▶ Task set
1. Render this sentence from the post about the tripping RCD into Spanish: "On testing the RCD from a socket on the faulty circuit it would not trip, even at 500mA."
2. Carry on the post about the tripping RCD, starting after its last sentence.

Had a strange thing happen yesterday.

RCD on split DB tripping on a ring circuit fault. Tested all three conductors to each other at 0.02 meg.

Separated circuit and found redundant part of leg going though kitchen had fault. Kitchen had new ring and redundant part was put in strip connectors and plastered in wall. Disconnected kitchen part and made ring into 2 16A radials. (DB had spare 16A MCBs).


Anyway, the strange part.

Before splitting circuit I tested Zs on 3 wire low setting. Tripped. This was not expected as at 0.02 meg the leakage should only be approx 0.01mA.

The other circuits only had approx 2mA leakage current which was found out when I ramp tested the RCD at the DB with all circuits off, then with all circuits but the faulty one on. All off tripped at 23mA. All on (except faulty one) 21mA leaving 2 mA leakage on circuits. Low current Zs at 15mA plus leakage from other circuits = 17.01mA. Shouldn't have tripped, but did.

Second:

This is the really confusing one. On testing the RCD from a socket on the faulty circuit it would not trip, even at 500mA.

▶ Data excerpt
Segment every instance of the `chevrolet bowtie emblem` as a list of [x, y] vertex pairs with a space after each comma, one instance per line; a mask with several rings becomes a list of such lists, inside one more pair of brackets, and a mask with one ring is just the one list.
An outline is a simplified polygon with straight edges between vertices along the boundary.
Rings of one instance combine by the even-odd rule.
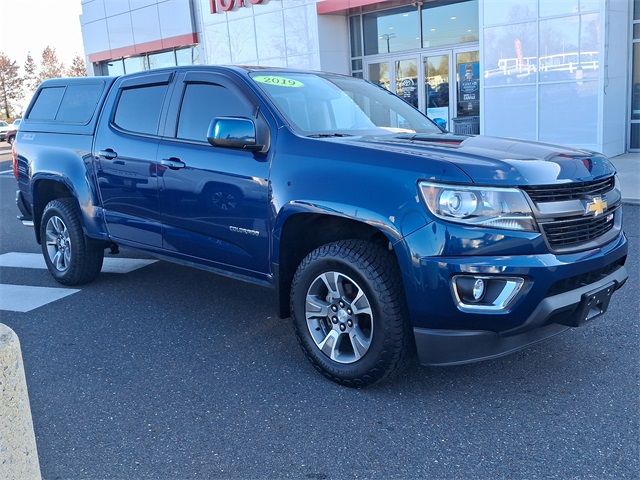
[[607, 201], [603, 200], [602, 197], [595, 197], [587, 203], [585, 213], [587, 215], [593, 213], [593, 216], [597, 217], [598, 215], [602, 215], [606, 209]]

▶ Set of answers
1. Al probar el interruptor diferencial desde una toma del circuito defectuoso, no disparaba, ni siquiera a 500 mA.

2.
However, when testing at the DB with the faulty circuit's MCB off it tripped fine on x1 on both sides of the cycle.

After rectifying the fault the Zs and RCD tests done from the sockets were okay.


Strange behavior on live tests from an IR fault.


I cannot work out why:

1/  An insulation resistance fault with not enough earth leakage would cause the RCD to trip on a low current Zs test.

2/ An insulation resistance fault would prevent an RCD from tripping even when using 500mA. (Even with part of the test current flowing back though neutral through the fault 500mA should have still tripped it).


Any thoughts about this?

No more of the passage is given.